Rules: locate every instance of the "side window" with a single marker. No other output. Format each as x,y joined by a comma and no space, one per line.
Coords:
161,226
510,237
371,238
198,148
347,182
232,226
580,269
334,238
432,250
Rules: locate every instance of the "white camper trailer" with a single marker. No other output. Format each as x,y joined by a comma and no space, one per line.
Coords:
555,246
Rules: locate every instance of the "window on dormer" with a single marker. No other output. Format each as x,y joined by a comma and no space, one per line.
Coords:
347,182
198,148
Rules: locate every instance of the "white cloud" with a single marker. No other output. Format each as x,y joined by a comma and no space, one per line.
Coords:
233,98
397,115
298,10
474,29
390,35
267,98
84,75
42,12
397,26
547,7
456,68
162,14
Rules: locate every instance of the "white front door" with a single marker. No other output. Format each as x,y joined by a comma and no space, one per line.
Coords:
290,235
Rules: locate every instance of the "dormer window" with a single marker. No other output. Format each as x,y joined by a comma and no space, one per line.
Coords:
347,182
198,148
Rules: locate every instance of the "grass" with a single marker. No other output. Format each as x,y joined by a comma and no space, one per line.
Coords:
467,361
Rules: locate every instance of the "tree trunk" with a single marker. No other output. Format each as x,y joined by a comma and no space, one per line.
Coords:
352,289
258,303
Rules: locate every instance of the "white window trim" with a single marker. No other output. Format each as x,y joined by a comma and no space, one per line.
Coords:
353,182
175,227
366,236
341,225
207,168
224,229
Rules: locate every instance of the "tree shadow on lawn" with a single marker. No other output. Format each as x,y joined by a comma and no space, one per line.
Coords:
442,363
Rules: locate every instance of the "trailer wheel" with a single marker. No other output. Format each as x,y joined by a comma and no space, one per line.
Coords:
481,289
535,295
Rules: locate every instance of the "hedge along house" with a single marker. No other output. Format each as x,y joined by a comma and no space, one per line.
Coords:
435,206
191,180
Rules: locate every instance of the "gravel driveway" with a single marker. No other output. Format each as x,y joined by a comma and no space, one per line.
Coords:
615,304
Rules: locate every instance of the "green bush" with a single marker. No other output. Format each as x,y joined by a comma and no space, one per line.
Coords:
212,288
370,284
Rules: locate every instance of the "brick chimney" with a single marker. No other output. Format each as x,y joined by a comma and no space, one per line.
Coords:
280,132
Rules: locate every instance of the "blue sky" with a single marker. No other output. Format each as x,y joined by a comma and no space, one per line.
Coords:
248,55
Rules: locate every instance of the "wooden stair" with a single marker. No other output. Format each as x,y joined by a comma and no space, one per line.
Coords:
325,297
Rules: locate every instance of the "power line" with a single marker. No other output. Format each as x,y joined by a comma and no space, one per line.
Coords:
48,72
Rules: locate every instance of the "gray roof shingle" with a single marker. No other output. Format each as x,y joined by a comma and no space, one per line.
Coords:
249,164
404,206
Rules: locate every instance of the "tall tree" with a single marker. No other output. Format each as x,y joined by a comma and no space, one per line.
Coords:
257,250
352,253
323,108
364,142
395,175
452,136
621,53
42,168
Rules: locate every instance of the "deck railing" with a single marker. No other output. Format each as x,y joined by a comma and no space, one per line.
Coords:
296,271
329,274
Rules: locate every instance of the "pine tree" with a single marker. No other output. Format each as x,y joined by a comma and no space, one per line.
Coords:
************
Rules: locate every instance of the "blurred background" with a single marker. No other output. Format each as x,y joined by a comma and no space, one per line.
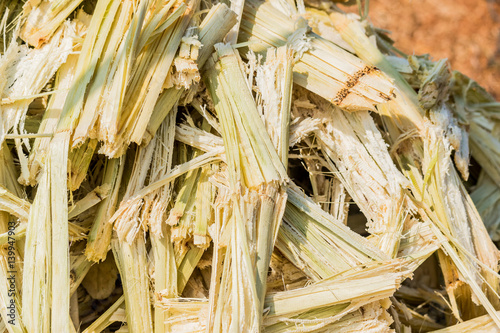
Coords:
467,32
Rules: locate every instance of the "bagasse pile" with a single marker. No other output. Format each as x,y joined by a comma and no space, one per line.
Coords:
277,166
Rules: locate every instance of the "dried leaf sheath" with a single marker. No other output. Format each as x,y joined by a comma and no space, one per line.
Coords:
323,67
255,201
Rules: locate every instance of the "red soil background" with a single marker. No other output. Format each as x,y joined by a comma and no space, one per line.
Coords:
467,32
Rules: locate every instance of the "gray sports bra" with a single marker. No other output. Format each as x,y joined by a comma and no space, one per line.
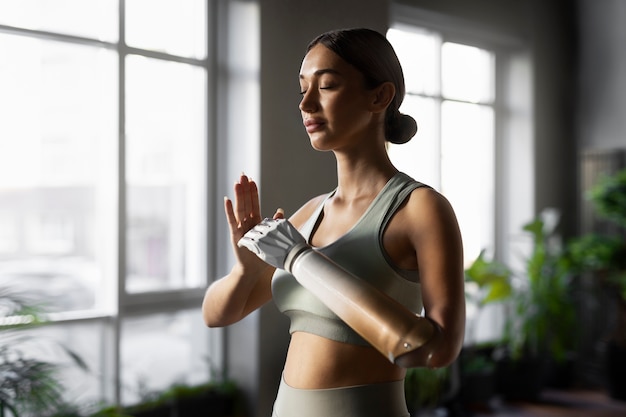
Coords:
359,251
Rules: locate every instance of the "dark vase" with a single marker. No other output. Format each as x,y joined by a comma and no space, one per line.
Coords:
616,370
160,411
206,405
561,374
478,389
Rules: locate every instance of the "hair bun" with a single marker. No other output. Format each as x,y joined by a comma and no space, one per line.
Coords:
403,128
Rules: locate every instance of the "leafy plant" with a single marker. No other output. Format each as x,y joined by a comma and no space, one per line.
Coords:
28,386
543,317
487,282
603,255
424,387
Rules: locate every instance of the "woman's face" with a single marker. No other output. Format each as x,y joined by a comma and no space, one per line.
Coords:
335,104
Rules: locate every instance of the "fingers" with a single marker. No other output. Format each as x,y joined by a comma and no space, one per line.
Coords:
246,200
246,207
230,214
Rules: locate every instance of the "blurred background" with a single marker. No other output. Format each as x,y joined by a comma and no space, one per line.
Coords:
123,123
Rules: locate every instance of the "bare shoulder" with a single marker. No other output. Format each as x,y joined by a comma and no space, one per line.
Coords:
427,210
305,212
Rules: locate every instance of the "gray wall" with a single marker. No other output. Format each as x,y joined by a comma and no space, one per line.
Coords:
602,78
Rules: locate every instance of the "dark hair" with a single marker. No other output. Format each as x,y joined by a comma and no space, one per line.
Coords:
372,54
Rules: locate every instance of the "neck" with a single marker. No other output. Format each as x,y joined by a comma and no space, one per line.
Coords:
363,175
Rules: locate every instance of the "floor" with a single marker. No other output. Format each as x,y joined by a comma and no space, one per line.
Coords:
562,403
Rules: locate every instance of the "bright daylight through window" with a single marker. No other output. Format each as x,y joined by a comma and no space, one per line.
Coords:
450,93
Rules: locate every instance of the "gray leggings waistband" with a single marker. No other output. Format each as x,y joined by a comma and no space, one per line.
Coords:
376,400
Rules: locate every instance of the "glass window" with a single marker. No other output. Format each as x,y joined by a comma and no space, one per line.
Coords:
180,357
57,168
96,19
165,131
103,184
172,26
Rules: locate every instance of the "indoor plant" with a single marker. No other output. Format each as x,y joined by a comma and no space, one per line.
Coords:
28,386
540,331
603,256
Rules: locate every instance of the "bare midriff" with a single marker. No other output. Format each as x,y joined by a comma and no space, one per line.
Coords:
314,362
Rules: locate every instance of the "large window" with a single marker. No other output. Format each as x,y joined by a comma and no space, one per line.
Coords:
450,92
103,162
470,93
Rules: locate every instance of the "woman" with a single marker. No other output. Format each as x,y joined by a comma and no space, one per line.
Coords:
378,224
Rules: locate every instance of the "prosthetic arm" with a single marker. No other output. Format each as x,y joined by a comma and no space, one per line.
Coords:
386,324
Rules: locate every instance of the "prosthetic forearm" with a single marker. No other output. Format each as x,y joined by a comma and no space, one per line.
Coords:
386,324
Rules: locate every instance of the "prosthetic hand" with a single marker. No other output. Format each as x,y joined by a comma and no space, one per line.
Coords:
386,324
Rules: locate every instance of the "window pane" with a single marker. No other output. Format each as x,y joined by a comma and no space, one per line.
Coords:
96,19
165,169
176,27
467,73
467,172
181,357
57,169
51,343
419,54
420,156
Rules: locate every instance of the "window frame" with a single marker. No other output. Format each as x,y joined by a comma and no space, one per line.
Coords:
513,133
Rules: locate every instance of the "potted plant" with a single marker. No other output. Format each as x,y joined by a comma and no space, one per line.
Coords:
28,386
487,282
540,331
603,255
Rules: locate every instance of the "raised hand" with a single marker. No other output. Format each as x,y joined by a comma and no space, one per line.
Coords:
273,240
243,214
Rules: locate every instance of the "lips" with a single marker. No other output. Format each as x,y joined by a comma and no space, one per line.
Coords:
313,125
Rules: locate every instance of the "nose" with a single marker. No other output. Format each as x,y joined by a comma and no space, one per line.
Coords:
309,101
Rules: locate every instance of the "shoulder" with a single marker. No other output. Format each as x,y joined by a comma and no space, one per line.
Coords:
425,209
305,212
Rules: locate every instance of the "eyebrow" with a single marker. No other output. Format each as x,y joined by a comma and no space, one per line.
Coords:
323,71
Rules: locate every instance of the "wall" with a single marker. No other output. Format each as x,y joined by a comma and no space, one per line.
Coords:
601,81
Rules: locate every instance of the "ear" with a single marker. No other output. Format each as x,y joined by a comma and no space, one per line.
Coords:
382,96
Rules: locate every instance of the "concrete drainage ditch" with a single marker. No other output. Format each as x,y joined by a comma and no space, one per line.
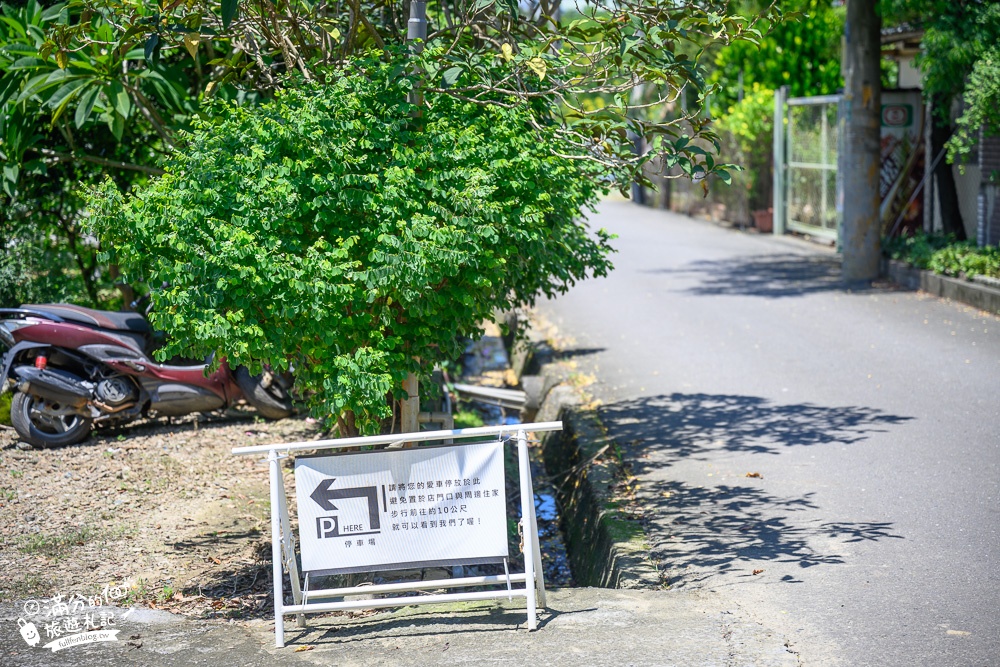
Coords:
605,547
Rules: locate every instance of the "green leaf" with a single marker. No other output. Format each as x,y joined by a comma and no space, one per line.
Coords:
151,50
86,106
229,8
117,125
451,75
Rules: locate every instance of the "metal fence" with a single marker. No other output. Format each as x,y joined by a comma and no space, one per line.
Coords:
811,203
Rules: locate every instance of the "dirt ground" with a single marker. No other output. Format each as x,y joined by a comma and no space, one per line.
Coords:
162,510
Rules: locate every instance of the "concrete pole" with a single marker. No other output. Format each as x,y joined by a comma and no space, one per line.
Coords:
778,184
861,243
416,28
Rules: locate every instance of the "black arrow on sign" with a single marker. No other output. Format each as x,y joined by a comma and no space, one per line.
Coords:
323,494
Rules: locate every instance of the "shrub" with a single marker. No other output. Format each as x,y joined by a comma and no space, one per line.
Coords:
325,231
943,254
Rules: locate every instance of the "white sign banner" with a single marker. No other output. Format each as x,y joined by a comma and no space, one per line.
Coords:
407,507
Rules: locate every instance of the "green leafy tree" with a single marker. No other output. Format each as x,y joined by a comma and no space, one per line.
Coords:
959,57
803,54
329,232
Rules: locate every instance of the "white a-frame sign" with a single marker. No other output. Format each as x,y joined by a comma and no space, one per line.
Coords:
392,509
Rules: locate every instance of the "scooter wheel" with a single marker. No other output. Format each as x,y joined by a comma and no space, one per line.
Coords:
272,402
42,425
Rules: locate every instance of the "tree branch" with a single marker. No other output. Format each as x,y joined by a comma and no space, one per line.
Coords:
************
● What you need to do
Select every line of the data above that contains the string "wall", copying each one in full. Case counts.

● Response to the task
Rules: locate every instance of the "gray wall" with a single marker. No other output. Format each as x,y joined by a comma and no space, one per line.
Rules: locate every instance of the "wall" with a single marker. No other output. Format each as x,y joined by a comma and no space, one per line.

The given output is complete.